- What needs to be done -
Return the listing below word for word.

- Extracted information -
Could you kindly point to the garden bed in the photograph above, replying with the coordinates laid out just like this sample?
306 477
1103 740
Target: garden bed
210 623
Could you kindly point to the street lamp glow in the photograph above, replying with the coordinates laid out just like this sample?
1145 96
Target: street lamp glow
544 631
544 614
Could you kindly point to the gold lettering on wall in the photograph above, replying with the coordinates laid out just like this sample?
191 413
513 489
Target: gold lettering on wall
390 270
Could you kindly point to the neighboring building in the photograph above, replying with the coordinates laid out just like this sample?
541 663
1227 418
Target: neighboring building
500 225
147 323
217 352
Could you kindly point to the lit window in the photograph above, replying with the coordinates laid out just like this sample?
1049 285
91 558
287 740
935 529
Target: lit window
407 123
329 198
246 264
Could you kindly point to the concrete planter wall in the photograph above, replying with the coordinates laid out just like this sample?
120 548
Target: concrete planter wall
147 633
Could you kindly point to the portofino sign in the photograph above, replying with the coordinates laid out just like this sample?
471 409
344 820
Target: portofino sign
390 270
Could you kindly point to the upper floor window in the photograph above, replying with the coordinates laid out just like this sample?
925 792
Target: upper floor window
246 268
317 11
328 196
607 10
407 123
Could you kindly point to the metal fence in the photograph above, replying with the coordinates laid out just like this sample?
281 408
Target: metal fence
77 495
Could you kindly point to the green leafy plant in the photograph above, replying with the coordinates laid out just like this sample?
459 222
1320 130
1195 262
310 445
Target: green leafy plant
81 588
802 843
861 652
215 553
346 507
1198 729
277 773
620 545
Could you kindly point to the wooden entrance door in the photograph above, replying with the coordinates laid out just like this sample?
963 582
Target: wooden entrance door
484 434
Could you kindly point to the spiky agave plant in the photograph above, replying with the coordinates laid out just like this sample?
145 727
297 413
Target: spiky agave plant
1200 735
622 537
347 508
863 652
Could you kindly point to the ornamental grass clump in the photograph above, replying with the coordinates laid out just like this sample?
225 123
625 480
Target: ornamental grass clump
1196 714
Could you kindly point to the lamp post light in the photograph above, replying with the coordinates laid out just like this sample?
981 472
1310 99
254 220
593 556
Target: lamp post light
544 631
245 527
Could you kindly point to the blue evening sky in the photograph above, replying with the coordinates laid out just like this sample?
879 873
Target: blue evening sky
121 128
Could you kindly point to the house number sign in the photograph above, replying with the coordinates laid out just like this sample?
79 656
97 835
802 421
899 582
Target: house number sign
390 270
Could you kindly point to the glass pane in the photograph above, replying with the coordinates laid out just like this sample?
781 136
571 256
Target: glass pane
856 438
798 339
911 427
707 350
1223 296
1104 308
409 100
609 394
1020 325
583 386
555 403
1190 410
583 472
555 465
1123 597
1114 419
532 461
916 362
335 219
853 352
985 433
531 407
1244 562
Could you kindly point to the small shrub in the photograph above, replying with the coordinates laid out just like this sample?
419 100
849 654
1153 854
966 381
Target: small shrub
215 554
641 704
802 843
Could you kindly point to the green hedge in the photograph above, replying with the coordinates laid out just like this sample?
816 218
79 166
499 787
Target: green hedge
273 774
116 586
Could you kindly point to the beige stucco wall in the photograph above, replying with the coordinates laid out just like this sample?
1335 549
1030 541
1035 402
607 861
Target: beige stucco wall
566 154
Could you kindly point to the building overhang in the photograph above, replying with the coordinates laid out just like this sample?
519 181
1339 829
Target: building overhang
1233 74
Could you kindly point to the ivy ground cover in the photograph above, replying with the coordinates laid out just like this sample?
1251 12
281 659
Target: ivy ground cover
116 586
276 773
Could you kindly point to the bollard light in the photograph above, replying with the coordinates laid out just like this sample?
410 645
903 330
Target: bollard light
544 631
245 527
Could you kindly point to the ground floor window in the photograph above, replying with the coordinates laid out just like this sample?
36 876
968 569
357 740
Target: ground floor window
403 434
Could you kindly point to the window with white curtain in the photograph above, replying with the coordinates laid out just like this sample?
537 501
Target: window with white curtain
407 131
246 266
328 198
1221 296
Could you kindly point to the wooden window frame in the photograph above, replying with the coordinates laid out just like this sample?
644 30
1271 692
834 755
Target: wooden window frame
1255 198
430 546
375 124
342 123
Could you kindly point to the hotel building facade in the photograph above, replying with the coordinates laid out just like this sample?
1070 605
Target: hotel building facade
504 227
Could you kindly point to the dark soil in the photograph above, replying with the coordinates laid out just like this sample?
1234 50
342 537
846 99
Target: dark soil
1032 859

- Correct answer -
Could you kindly point to the garden bed in the photograph above, replying with the coordinates laid out just like this sample?
306 477
1103 740
Target: garden bed
210 623
Could you kindly point to the street lamp glow in the photograph above, replying with the coordinates laid out just like this sample?
1145 96
Target: street lamp glow
544 631
544 614
Could you kindly point to the gold lettering on wall in the photograph above, replying with the coordinates laid out just like this sample?
191 413
513 489
Target: gold lettering on wall
390 270
Could you kindly point to the neighboring building in the photograph above, replying with the coordinates laid out just like this sample?
541 663
1227 418
Target: neighboring building
500 225
147 323
217 352
Could you kindly point to the lit window in the photograph above, replying with the coordinates laid out just like this sample?
1049 285
91 558
287 740
935 529
Target: lit window
407 123
329 198
246 264
Could you kindly point to the concrete planter wall in the photograph above, replying with the coordinates laid out just like this sample?
120 548
Target: concrete planter wall
147 633
Could you kindly point to the portofino sign in the photograph above, replying with the coordinates laid out just like this sample?
471 409
344 820
Target: portofino sign
390 270
Could you kindly point to the upper floor window in the photograph above, replying with the coordinates laid out just like this sample?
925 792
Target: upper floor window
246 268
317 11
328 196
607 10
407 123
Could you kindly point to the metal fence in the photograph above, replying with the coordinates laid out just like this sample?
281 408
Target: metal fence
77 495
Could you kindly point to the green leafy plant in the photograph above, replying with the coordinates laid out just like this sample?
459 222
1320 130
1195 262
310 445
Target: green leafy plant
81 588
802 843
861 652
215 553
346 507
1198 729
277 773
620 545
Could you kindly point to the wooden entrance door in the photograph above, replying with the coordinates laid out just like this sample?
963 582
Target: wooden entrance door
484 434
Could you kindly point to the spiky agave plant in the photograph above, replying with the coordinates laid out just like this sample?
145 727
297 413
Target: spiky agave plant
1200 735
622 537
347 508
863 652
Could you kindly point to the ornamental grass clump in the photograph above, replying with the coordinates laid out just like this sample?
225 123
625 480
Target: ornamental grass clump
1196 714
Could you kindly point to the lamp post light in the photograph above, replying with the coordinates laid out just like this sample?
981 472
1310 99
254 220
593 556
Target: lamp post light
544 631
245 527
Could you kindly point to the blue evening sky in the photograph above, replying with the coordinates laid out just like this sample?
879 873
Target: blue evening sky
121 128
Could you kindly point to the house number sign in the photograph above, replying with the coordinates laid out just like this sample?
79 656
97 835
802 421
899 582
Target: house number sign
390 270
Could you kindly point to the glass pane in the photograph above, replying with the coordinates laid out just like this sample?
781 136
571 256
Target: glass pane
856 438
798 339
911 427
707 350
1223 296
1104 308
409 100
609 394
1020 325
583 386
555 403
1190 410
583 472
555 465
1123 597
1114 419
532 461
916 362
335 219
853 352
985 433
531 407
1244 562
Could you kindly point to the small shrub in the photograph above, replying with the coordinates laid out just like this sample?
419 100
849 654
1153 854
966 381
Target: small shrub
215 554
641 704
802 843
Could you kindly point to the green hedge in the photograph above, replying with the coordinates laid out just like this sample?
816 218
79 166
499 787
Target: green hedge
273 774
116 586
Could you kindly point to the beige stucco wall in the photograph above, replying with the coordinates laid out just like this sample?
1335 549
1030 541
1035 402
607 861
Target: beige stucco wall
566 154
Could you kindly point to the building overhang in the photograph above, replying with the coordinates laid out just like this sample?
519 181
1339 829
Target: building overhang
1233 74
Could you kindly point to the ivy ground cover in the photograph above, replying with the coordinates laid out just like this sample?
1251 12
281 659
Target: ivy ground cover
116 586
276 773
Could you kindly point to the bollard light in the photograph above, replying with the coordinates laid out just like this sample?
410 645
903 330
Target: bollard light
544 631
245 527
Could you kindly point to the ground floor window in the photograph above, replying with the coordinates laid out just like this sample?
36 876
968 569
357 740
Target: ground floor window
403 434
Could you kindly point to the window with white curtain in the photograph above, replying with the coordinates laid out just like this sample?
537 501
Target: window with white curtain
407 131
246 266
328 198
1221 296
Could you kindly point to the wooden window frame in the photograph above, replying with the coordinates laid out just like this sample?
644 30
1271 692
834 755
Target: wooden window frame
1255 198
430 546
375 124
342 123
Could you kindly point to the hotel building facade in the photograph above, replying with the coordinates laid out just like this sample?
1070 605
Target: hotel building facade
504 227
Could you kindly point to the dark soil in the photograph above, replying with the coordinates laid out just like this sample?
1234 50
342 537
846 99
Target: dark soil
1032 859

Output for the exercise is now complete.